* TASK LIST *
1 > Render this sentence from the article on the CMU Biosciences Building in Spanish: "The four-story, 169,000-square-foot CMU Biosciences Building is the largest capital project in the school’s 120-year history."
2 > Name every specialized facility that the article on the CMU Biosciences Building says is included in the design.
3 > Reproduce the part of the article on the CMU Biosciences Building starting at "The four-story, 169,000-square-foot" and ending at "more specialized spaces.".

* PASSAGE *
........
CMU Celebrates Bioscience Building Groundbreaking
MT. PLEASANT, Mich. — At $95 million, Central Michigan University’s (CMU) new state-of-the-art Biosciences Building in Mt. Pleasant is an investment in both the school’s future and the future of modern science and medicine. With unique facilities to support Alzheimer’s research to preserving the Great Lakes, the facility may very well be the catalyst for breakthroughs across the scientific spectrum.
The four-story, 169,000-square-foot CMU Biosciences Building is the largest capital project in the school’s 120-year history. It will provide students and faculty with opportunities for meaningful hands-on research, and will help the school attract top teaching talent.
The building will include standard features such as an auditorium, informal meeting areas and an active learning classroom in an open floor plan designed for adaptability, resource sharing and collaboration. However, as it will house research and instruction on everything from organismal biology to ecology, the facility will also offer more specialized spaces.
Included in the design are a vivarium, which replicates aquatic conditions for research purposes; a molecular biology core; a biosafety level 3 laboratory for infectious disease research; an isotope laboratory, an imaging center for scanning and transmission electron microscopes; an herbarium; and a staging and processing storage areas for ecological fieldwork. These top-level facilities will allow for research on delicate species and pressing environmental issues without disturbing or impacting natural habitats.
........
* SOURCE INFORMATION *
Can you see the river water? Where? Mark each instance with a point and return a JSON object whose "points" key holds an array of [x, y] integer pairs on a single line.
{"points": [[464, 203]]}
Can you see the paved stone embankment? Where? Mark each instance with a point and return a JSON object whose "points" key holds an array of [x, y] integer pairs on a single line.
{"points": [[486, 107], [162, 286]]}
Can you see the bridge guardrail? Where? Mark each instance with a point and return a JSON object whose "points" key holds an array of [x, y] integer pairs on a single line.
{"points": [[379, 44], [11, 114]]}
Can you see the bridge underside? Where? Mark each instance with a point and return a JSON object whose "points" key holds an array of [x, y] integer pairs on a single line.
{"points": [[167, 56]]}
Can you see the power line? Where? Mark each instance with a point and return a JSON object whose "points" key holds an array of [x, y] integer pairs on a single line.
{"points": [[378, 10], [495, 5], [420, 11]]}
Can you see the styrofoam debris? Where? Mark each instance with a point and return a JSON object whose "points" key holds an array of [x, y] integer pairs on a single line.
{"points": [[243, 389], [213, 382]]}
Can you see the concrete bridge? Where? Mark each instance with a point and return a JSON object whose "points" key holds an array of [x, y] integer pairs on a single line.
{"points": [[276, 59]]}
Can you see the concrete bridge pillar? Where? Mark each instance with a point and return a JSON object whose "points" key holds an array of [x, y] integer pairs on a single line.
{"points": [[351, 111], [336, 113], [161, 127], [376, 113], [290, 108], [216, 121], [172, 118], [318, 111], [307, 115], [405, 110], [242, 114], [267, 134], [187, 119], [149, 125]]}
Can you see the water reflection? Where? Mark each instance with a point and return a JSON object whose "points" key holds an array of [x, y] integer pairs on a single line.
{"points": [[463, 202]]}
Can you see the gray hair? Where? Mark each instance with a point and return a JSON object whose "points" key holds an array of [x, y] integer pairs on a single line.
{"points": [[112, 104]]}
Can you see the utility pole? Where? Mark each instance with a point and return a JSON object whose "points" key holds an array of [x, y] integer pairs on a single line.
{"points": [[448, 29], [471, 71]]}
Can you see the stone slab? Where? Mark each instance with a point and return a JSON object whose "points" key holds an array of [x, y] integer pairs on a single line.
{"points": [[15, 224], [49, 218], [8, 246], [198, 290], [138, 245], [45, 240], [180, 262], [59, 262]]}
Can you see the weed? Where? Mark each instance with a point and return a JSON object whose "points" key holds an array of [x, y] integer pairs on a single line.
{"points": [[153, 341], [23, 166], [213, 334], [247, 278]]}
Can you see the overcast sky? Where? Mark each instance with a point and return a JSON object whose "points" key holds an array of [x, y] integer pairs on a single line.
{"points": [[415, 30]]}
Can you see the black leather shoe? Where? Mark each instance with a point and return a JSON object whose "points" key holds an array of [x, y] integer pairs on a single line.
........
* RESPONSES FOR EACH TASK *
1 > El Edificio de Biociencias de CMU, de cuatro pisos y 169.000 pies cuadrados, es el mayor proyecto de capital en los 120 años de historia de la universidad.

2 >
- a vivarium
- a molecular biology core
- a biosafety level 3 laboratory for infectious disease research
- an isotope laboratory
- an imaging center for scanning and transmission electron microscopes
- an herbarium
- staging and processing storage areas for ecological fieldwork

3 >
The four-story, 169,000-square-foot CMU Biosciences Building is the largest capital project in the school’s 120-year history. It will provide students and faculty with opportunities for meaningful hands-on research, and will help the school attract top teaching talent.
The building will include standard features such as an auditorium, informal meeting areas and an active learning classroom in an open floor plan designed for adaptability, resource sharing and collaboration. However, as it will house research and instruction on everything from organismal biology to ecology, the facility will also offer more specialized spaces.